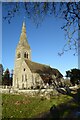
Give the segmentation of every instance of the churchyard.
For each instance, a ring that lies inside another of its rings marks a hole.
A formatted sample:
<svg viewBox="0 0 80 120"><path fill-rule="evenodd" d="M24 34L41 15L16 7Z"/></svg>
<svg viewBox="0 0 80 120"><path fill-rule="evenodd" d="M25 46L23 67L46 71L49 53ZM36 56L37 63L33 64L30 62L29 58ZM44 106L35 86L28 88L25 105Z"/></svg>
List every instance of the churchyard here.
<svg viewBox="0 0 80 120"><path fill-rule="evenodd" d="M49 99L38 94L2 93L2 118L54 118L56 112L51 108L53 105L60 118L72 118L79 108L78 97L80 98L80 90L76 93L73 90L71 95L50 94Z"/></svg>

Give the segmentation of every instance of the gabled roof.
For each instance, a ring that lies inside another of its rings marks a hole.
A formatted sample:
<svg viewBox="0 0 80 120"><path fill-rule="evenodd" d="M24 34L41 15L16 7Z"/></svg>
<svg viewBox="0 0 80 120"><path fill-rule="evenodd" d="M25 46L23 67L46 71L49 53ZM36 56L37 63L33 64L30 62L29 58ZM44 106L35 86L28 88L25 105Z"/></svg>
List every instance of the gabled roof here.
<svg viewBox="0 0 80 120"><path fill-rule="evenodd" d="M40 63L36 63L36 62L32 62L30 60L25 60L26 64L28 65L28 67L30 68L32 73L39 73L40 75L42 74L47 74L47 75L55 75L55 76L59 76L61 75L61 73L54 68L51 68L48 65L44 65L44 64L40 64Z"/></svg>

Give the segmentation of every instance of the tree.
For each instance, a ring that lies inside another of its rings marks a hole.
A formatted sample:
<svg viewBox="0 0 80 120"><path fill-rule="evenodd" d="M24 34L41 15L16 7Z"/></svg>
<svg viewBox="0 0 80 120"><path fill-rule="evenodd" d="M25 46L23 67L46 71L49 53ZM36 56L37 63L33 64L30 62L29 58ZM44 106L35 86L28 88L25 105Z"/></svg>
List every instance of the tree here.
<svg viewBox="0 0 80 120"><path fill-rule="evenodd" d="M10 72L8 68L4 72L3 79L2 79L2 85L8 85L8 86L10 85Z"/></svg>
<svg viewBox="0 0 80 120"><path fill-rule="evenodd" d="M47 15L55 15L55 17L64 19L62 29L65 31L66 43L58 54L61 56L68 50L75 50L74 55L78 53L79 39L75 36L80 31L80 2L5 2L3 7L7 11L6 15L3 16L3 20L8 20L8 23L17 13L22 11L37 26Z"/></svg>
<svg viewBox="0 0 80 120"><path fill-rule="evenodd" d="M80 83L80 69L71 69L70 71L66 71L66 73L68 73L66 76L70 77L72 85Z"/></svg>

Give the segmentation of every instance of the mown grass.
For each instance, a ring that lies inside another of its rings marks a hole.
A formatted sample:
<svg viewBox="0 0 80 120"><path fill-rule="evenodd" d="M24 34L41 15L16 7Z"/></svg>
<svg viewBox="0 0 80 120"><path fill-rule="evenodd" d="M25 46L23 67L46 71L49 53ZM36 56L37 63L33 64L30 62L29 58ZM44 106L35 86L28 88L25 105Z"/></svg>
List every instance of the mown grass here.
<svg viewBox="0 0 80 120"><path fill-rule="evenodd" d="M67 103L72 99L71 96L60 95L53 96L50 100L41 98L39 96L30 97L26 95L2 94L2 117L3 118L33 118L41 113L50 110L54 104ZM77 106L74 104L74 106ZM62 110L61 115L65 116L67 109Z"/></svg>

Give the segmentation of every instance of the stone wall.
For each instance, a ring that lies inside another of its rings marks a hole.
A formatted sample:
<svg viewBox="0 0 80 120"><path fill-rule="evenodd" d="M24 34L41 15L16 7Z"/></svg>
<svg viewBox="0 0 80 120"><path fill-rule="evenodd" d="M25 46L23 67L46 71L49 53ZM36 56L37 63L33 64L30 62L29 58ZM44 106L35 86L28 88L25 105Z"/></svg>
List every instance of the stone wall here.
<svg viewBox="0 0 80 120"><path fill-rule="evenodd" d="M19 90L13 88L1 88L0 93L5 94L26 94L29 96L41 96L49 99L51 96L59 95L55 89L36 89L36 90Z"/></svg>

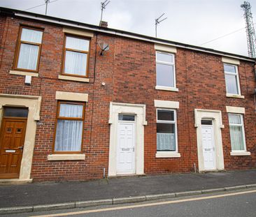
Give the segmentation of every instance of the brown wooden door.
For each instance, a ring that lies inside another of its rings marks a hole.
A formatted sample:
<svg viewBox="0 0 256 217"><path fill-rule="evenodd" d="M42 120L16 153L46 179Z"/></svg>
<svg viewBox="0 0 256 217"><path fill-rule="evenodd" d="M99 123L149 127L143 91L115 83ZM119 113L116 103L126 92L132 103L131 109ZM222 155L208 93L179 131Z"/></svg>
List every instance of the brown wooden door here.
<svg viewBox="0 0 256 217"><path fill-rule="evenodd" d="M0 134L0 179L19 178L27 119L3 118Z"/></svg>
^^^^
> _INSTRUCTION_:
Reproduce all of the rows above, renaming "stone wall" to "boundary wall" wherever it occurs and keeping everything else the same. Leave out the pictures.

> _THE OUTPUT_:
Give the segmentation of every instance of the churchyard.
For each instance, a ring that lies inside another of its rings marks a hole.
A formatted sample:
<svg viewBox="0 0 80 120"><path fill-rule="evenodd" d="M24 34L41 15L16 7Z"/></svg>
<svg viewBox="0 0 80 120"><path fill-rule="evenodd" d="M25 46L23 67L46 71L49 53ZM36 56L37 63L33 64L30 62L29 58ZM44 106L35 86L28 88L25 105Z"/></svg>
List every instance of the churchyard here.
<svg viewBox="0 0 80 120"><path fill-rule="evenodd" d="M49 99L38 94L2 93L2 118L54 118L56 112L51 108L53 105L60 118L72 118L79 108L78 97L80 98L80 90L76 93L73 90L71 95L50 94Z"/></svg>

Give the segmentation of every instance of the gabled roof.
For each instance, a ring that lies inside another of its rings marks a hole.
A formatted sample:
<svg viewBox="0 0 80 120"><path fill-rule="evenodd" d="M24 34L41 15L16 7Z"/></svg>
<svg viewBox="0 0 80 120"><path fill-rule="evenodd" d="M25 46L23 67L46 71L49 53ZM36 56L37 63L33 64L30 62L29 58ZM44 106L35 86L28 88L25 105Z"/></svg>
List every instance of the gabled roof here.
<svg viewBox="0 0 80 120"><path fill-rule="evenodd" d="M40 63L36 63L36 62L32 62L30 60L25 60L26 64L28 65L28 67L30 68L32 73L39 73L40 75L42 74L47 74L47 75L55 75L55 76L59 76L61 75L61 73L54 68L51 68L48 65L44 65L44 64L40 64Z"/></svg>

Give the segmentation of every instance of the tree.
For each instance, a ring that lies inside another of its rings marks a hole.
A formatted sample:
<svg viewBox="0 0 80 120"><path fill-rule="evenodd" d="M24 34L41 15L16 7Z"/></svg>
<svg viewBox="0 0 80 120"><path fill-rule="evenodd" d="M25 46L23 67L46 71L49 53ZM36 56L37 63L33 64L30 62L29 58ZM44 106L35 86L28 88L25 105Z"/></svg>
List every instance of the tree here.
<svg viewBox="0 0 80 120"><path fill-rule="evenodd" d="M10 72L8 68L4 72L3 79L2 79L2 85L8 85L8 86L10 85Z"/></svg>
<svg viewBox="0 0 80 120"><path fill-rule="evenodd" d="M47 15L55 15L55 17L64 19L62 29L65 31L66 43L58 54L61 56L68 50L75 50L74 55L78 53L79 39L75 36L80 31L80 2L5 2L3 7L7 11L6 15L3 16L3 20L8 20L8 23L17 13L22 11L37 26Z"/></svg>
<svg viewBox="0 0 80 120"><path fill-rule="evenodd" d="M80 83L80 69L71 69L70 71L66 71L66 73L68 73L66 76L70 77L72 85Z"/></svg>

Give the segmentation of every instance of the mown grass.
For each instance, a ring that lies inside another of its rings marks a hole.
A formatted sample:
<svg viewBox="0 0 80 120"><path fill-rule="evenodd" d="M24 34L41 15L16 7Z"/></svg>
<svg viewBox="0 0 80 120"><path fill-rule="evenodd" d="M25 46L23 67L46 71L49 53ZM36 56L37 63L33 64L30 62L29 58ZM44 106L35 86L28 88L25 105Z"/></svg>
List every instance of the mown grass here.
<svg viewBox="0 0 80 120"><path fill-rule="evenodd" d="M67 103L72 99L71 96L60 95L53 96L50 100L41 98L39 96L30 97L26 95L2 94L2 117L3 118L33 118L41 113L50 110L54 104ZM77 106L74 104L74 106ZM62 110L61 115L65 116L67 109Z"/></svg>

Give the segmentation of every instance of the boundary wall.
For each instance, a ring that lies inside another of its rings marks a hole.
A formatted sample:
<svg viewBox="0 0 80 120"><path fill-rule="evenodd" d="M24 34L41 15L16 7Z"/></svg>
<svg viewBox="0 0 80 120"><path fill-rule="evenodd" d="M25 46L23 67L46 71L49 53ZM36 56L37 63L33 64L30 62L29 58ZM44 106L35 86L28 88L25 105Z"/></svg>
List every instance of the boundary wall here.
<svg viewBox="0 0 80 120"><path fill-rule="evenodd" d="M19 90L13 88L1 88L0 93L5 94L26 94L29 96L41 96L49 99L51 96L59 95L55 89L36 89L36 90Z"/></svg>

Give the segmentation of every instance of the brown wooden door.
For each instance, a ring that lies inside another of its rings marks a hole.
A formatted sample:
<svg viewBox="0 0 256 217"><path fill-rule="evenodd" d="M42 120L16 153L46 179Z"/></svg>
<svg viewBox="0 0 256 217"><path fill-rule="evenodd" d="M99 123L149 127L143 91L115 83ZM119 113L116 103L126 92L132 103L131 109ZM222 155L208 93L179 131Z"/></svg>
List every instance of the brown wooden door here.
<svg viewBox="0 0 256 217"><path fill-rule="evenodd" d="M0 134L0 179L19 178L27 119L3 118Z"/></svg>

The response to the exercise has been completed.